GOALS »
**1.** Answer these from the excerpt about wells:
(a) Which offshore component does the excerpt give as an example for a well drilled offshore?
(b) With which terms may "well" be used synonymously?
(c) On what may the rate of flow of fluids through the well depend?
**2.** Reproduce the portion of the excerpt about wells starting at "It is understood that when" and ending at "component of type A.".

A well may include a plurality of components, such as, but not limited to, a casing, a liner, a tubing string, a sensor, a packer, a screen, a gravel pack, artificial lift equipment (e.g., an electric submersible pump (ESP)), and/or other components. If a well is drilled offshore, the well may include one or more of the previous components plus other offshore components, such as a riser. A well may also include equipment to control fluid flow into the well, control fluid flow out of the well, or any combination thereof. For example, a well may include a wellhead, a choke, a valve, and/or other control devices. These control devices may be located on the surface, in the subsurface (e.g., downhole in the well), or any combination thereof.
In some embodiments, the same control devices may be used to control fluid flow into and out of the well. In some embodiments, different control devices may be used to control fluid flow into and out of a well. In some embodiments, the rate of flow of fluids through the well may depend on the fluid handling capacities of the surface facility that is in fluidic communication with the well. The equipment to be used in controlling fluid flow into and out of a well may be dependent on the well, the subsurface region, the surface facility, and/or other factors. Moreover, sand control equipment and/or sand monitoring equipment may also be installed (e.g., downhole and/or on the surface). A well may also include any completion hardware that is not discussed separately. The term “well” may be used synonymously with the terms “borehole,” “wellbore,” or “well bore.” The term “well” is not limited to any description or configuration described herein.
It is understood that when combinations, subsets, groups, etc. of elements are disclosed (e.g., combinations of components in a composition, or combinations of steps in a method), that while specific reference of each of the various individual and collective combinations and permutations of these elements may not be explicitly disclosed, each is specifically contemplated and described herein. By way of example, if an item is described herein as including a component of type A, a component of type B, a component of type C, or any combination thereof, it is understood that this phrase describes all of the various individual and collective combinations and permutations of these components. For example, in some embodiments, the item described by this phrase could include only a component of type A.
In some embodiments, the item described by this phrase could include only a component of type B. In some embodiments, the item described by this phrase could include only a component of type C. In some embodiments, the item described by this phrase could include a component of type A and a component of type B. In some embodiments, the item described by this phrase could include a component of type A and a component of type C. In some embodiments, the item described by this phrase could include a component of type B and a component of type C. In some embodiments, the item described by this phrase could include a component of type A, a component of type B, and a component of type C.
In some embodiments, the item described by this phrase could include two or more components of type A (e.g., A1 and A2). In some embodiments, the item described by this phrase could include two or more components of type B (e.g., B1 and B2). In some embodiments, the item described by this phrase could include two or more components of type C (e.g., C1 and C2). In some embodiments, the item described by this phrase could include two or more of a first component (e.g., two or more components of type A (A1 and A2)), optionally one or more of a second component (e.g., optionally one or more components of type B), and optionally one or more of a third component (e.g., optionally one or more components of type C).
In some embodiments, the item described by this phrase could include two or more of a first component (e.g., two or more components of type B (B1 and B2)), optionally one or more of a second component (e.g., optionally one or more components of type A), and optionally one or more of a third component (e.g., optionally one or more components of type C). In some embodiments, the item described by this phrase could include two or more of a first component (e.g., two or more components of type C (C1 and C2)), optionally one or more of a second component (e.g., optionally one or more components of type A), and optionally one or more of a third component (e.g., optionally one or more components of type B).

DATA LISTING »
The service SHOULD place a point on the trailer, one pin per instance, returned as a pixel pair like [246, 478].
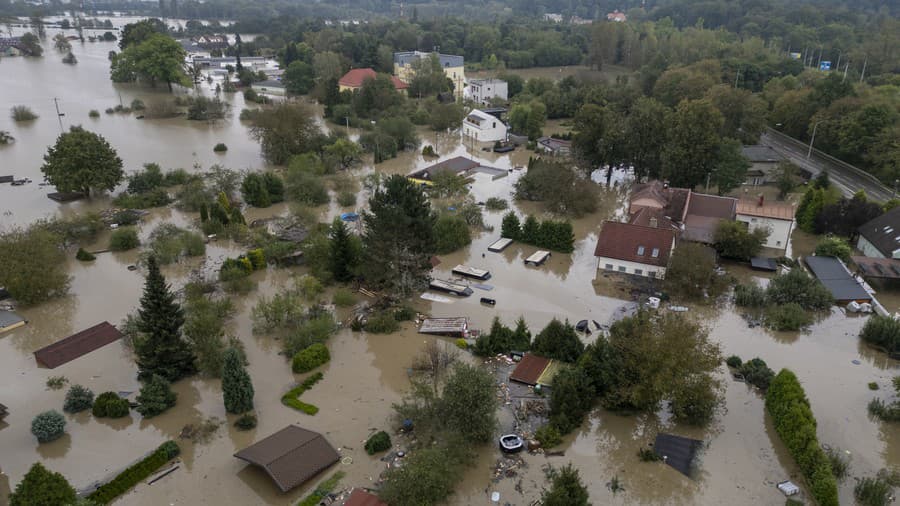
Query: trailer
[538, 258]
[500, 245]
[471, 272]
[450, 327]
[450, 287]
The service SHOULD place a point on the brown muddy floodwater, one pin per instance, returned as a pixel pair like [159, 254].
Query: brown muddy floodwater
[741, 463]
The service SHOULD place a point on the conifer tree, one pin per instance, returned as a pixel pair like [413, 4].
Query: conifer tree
[237, 389]
[160, 349]
[42, 486]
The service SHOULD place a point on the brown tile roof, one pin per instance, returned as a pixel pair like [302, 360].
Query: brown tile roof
[76, 345]
[355, 77]
[360, 497]
[777, 210]
[529, 369]
[291, 456]
[634, 243]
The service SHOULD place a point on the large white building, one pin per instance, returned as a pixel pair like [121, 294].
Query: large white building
[483, 91]
[777, 218]
[483, 127]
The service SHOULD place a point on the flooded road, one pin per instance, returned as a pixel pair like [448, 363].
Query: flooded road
[740, 465]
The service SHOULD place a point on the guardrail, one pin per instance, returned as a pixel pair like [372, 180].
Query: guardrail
[840, 163]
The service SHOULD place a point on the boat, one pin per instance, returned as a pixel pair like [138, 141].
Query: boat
[511, 443]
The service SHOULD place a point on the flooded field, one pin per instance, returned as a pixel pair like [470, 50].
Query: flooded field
[742, 460]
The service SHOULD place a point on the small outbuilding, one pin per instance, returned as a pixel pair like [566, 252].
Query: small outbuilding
[291, 456]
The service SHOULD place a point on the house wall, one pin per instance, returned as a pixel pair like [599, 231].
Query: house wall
[868, 249]
[779, 230]
[495, 131]
[630, 267]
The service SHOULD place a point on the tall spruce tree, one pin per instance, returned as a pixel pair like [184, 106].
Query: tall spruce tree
[237, 389]
[42, 486]
[343, 253]
[398, 237]
[160, 349]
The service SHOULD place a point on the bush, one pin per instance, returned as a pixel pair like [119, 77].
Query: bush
[290, 398]
[245, 422]
[496, 204]
[308, 359]
[378, 442]
[78, 399]
[343, 298]
[883, 332]
[124, 239]
[130, 477]
[155, 397]
[84, 256]
[872, 492]
[48, 426]
[787, 317]
[23, 113]
[110, 405]
[795, 424]
[548, 436]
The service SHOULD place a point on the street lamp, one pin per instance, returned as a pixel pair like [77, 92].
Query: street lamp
[813, 139]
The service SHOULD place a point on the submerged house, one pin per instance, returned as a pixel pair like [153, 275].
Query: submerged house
[634, 249]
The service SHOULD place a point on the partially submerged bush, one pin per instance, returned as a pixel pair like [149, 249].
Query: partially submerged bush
[110, 405]
[78, 398]
[378, 442]
[48, 426]
[308, 359]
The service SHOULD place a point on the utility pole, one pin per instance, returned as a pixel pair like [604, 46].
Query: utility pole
[58, 114]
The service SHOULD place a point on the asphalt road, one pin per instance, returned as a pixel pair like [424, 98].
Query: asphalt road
[847, 180]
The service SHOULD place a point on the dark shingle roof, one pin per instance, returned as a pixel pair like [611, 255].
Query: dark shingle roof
[832, 273]
[76, 345]
[634, 243]
[291, 456]
[884, 232]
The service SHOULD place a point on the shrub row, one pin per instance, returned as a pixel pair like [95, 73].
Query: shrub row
[796, 425]
[309, 358]
[290, 398]
[134, 474]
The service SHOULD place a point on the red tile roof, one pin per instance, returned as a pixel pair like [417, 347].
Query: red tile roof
[360, 497]
[529, 369]
[76, 345]
[355, 77]
[634, 243]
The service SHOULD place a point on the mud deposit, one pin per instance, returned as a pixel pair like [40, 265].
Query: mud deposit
[741, 462]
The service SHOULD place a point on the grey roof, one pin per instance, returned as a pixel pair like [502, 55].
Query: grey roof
[884, 232]
[833, 274]
[447, 60]
[759, 154]
[8, 319]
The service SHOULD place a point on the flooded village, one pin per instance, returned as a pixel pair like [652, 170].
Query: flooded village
[620, 254]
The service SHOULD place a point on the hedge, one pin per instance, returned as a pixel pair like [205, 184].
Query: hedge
[796, 425]
[290, 398]
[136, 473]
[309, 358]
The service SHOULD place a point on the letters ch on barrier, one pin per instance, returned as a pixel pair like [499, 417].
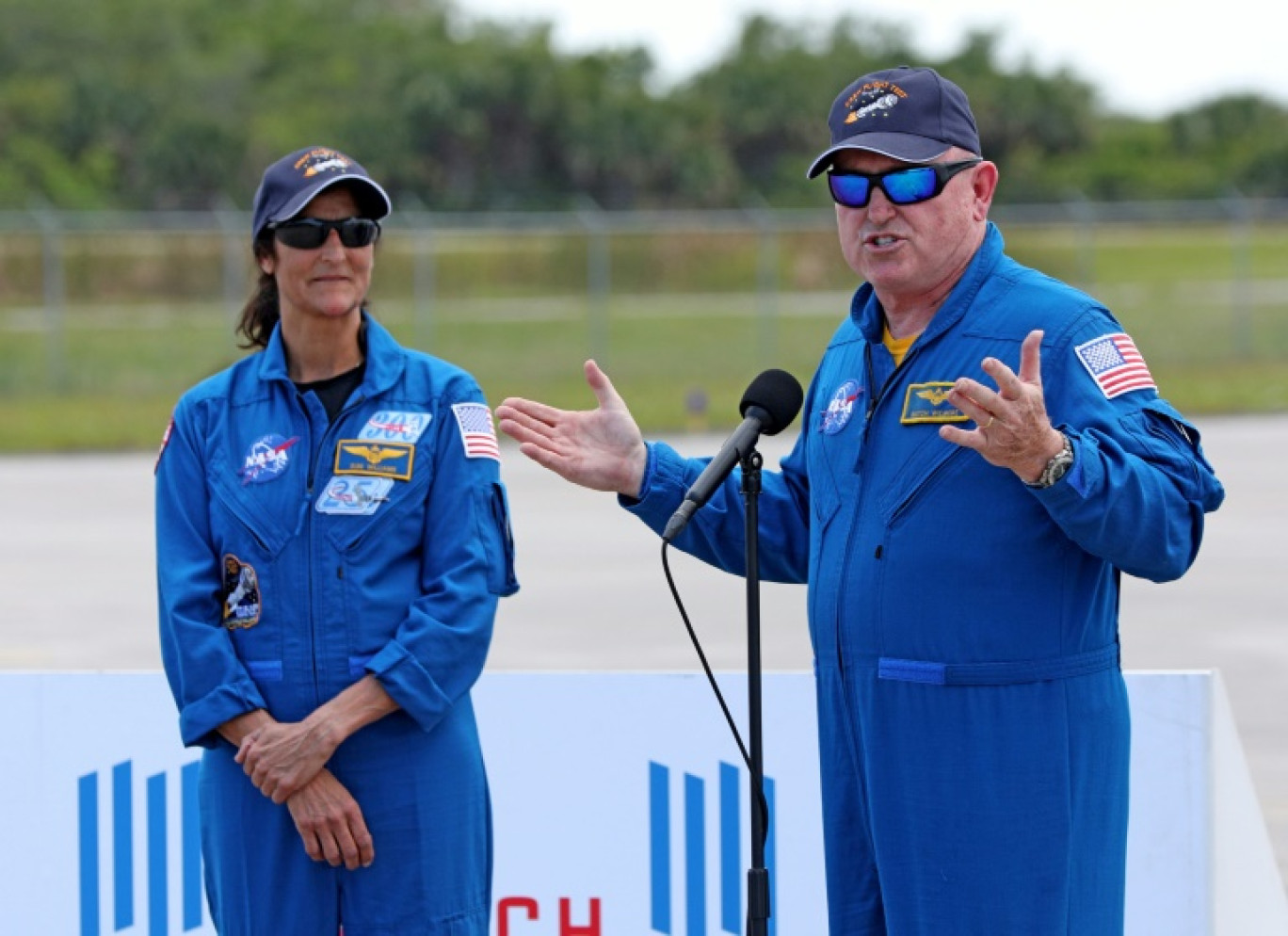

RESPONSES BY TASK »
**1.**
(a) A riser.
(b) "Borehole," "wellbore," or "well bore."
(c) The fluid handling capacities of the surface facility that is in fluidic communication with the well.

**2.**
It is understood that when combinations, subsets, groups, etc. of elements are disclosed (e.g., combinations of components in a composition, or combinations of steps in a method), that while specific reference of each of the various individual and collective combinations and permutations of these elements may not be explicitly disclosed, each is specifically contemplated and described herein. By way of example, if an item is described herein as including a component of type A, a component of type B, a component of type C, or any combination thereof, it is understood that this phrase describes all of the various individual and collective combinations and permutations of these components. For example, in some embodiments, the item described by this phrase could include only a component of type A.